Greetings, and welcome to the CVD Equipment Corporation 2022 Fourth Quarter and Full Fiscal 2022 Results Conference Call. As a reminder, this conference is being recorded. We will begin with some prepared remarks followed by a question-and-answer session. Presenting on the call today will be Emmanuel Lakios, President and CEO and Member of the CVD Board of Directors; and Richard Catalano, Vice President and Chief Financial Officer. We have posted our earnings press release and call replay information to the Investor Relations section of our Web site at www.cvdequipment.com. Before I begin, I'd like to remind you that many of the comments made on today's call contain forward-looking statements including those related to future financial performance, market growth, total available market, demand for our products and general business conditions and outlook. These forward-looking statements are based on certain assumptions, expectations, and projections that are subject to a number of risks and uncertainties described in our press release and in our filings with the SEC, including, but not limited to, the Risk Factors section of the company's 10-K for the year ended December 31, 2022. Actual results may differ materially from those described during the call. In addition, all forward-looking statements are made as of today, and we undertake no obligation to update any forward-looking statements based on the new circumstances or revised expectations. Now, I would like to turn the call over to Emmanuel Lakios.

Emmanuel Lakios

Management

Thank you, Paul. Welcome to CVD Equipment Corporation's quarterly conference call. My name is Emmanuel Lakios, CEO and President. And I am pleased to be presenting to you today regarding our fourth quarter 2022 and our full fiscal year 2022 performance and important company developments, and pertinent information related to our business. Your thoughts are important to us, and we look forward to your questions in our Q&A session. Now, for our fourth quarter and 2022 results, we are pleased to be reporting a strong revenue growth for fiscal 2022, an increase of 57% over prior fiscal year. The fourth quarter revenue, while lower than our third quarter 2022, was 53% higher than our fourth quarter 2021. During the fourth quarter 2022, we recognized net income of $1.5 million. For the full fiscal year 2022, we recognized a net loss of $224,000. Both periods include the recognition of other income of $1.5 million for a federal employee retention credit. The 2022 and fourth quarter operating performance is aligned with our strategy of business focus, revenue growth, and return to profitability. The timing of the demand of our products, it's dependent on many factors such as our customers' market conditions, the acceptance of our products by our customers, and the general economic conditions. While our revenue and profitability will continue to fluctuate, and due to this timing of orders and shipments, we believe that we are on the right track to achieve consistent, long-term profitability in the years ahead. 2022 was an exciting period for all the stakeholders of CVD Equipment. The order rate for 2022 lends further support to our belief that we are on the right path. Our core strategy, which includes focusing on markets that support the electrification of everything, specifically silicon carbide is fueling our present growth.…

Richard Catalano

Management

Thank you, Manny, and good afternoon. Our revenue for the fourth quarter of 2022 was $7.2 million. This compares to $4.7 million in the prior year fourth quarter. That represents an increase of $2.5 million or 53%. This increase in our revenue was primarily attributable to our PVT-150 product line which represented approximately $2.2 million or 30% of all revenues in the fourth quarter, as compared to no such revenues in the prior year fourth quarter. Our operating loss for the fourth quarter was $221,000. This was an improvement over the prior year, an improvement of approximately $800,000. This improvement in our operating results was driven by the increased revenue of $2.5 million that resulted in increased gross profit of $1.2 million that was offset somewhat by an increase in operating expenses of approximately $0.4 million. Our gross profit percentage was 28% in the fourth quarter as -- in this fourth quarter as compared to 16% in the prior-year fourth quarter. This improvement on our gross profit was primarily the result of leveraging our fixed costs over higher sales levels, as well as an improved product mix. These benefits were offset somewhat by increased material costs in material components, as well as compensation costs. The increase in our operating expenses are principally due to certain higher employee-related costs to support the growth of our business. That's including in marketing, as well as some general increase in our personnel cost overall. As Manny mentioned in the fourth quarter of '22, we completed our analysis of whether the company was entitled to an employee retention credit, and we determined that for two quarters in 2021, we were entitled to a credit of $1.5 million, and that was recorded as a non-operating income item in the fourth quarter. Based on the recognition of…

Emmanuel Lakios

Management

Rich, thank you for your presentation. In summary, the fourth quarter and full fiscal year results for 2022 reflect the actions we took back since 2021 to reorganize focus on everything we do and those who we serve. Our focus remains on our customer markets, our employees and our shareholders, and the pursuit of growth and return to consistent profitability. We look forward to continue to build on our success in the year ahead and continue to be cautiously optimistic. Your comments and questions are important to us. At the close of our presentation, I would like to open the floor to your questions.

DATA SEGMENT:
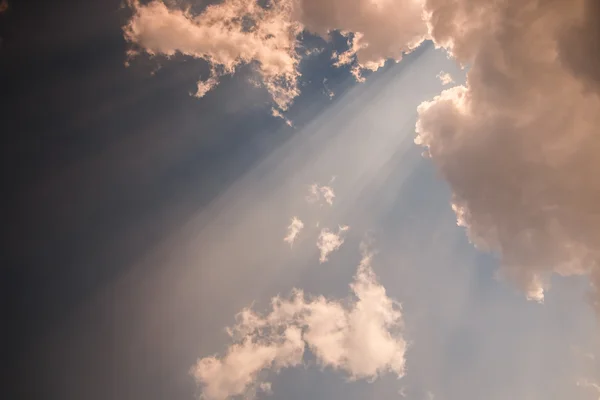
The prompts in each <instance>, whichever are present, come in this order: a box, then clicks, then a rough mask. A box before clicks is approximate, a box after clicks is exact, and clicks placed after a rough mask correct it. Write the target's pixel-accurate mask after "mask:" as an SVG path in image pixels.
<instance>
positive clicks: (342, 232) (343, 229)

ASSIGNMENT:
List every distinct percentage figure mentioned in the earnings call transcript above.

ANSWER BOX:
57%, 53%, 30%, 28%, 16%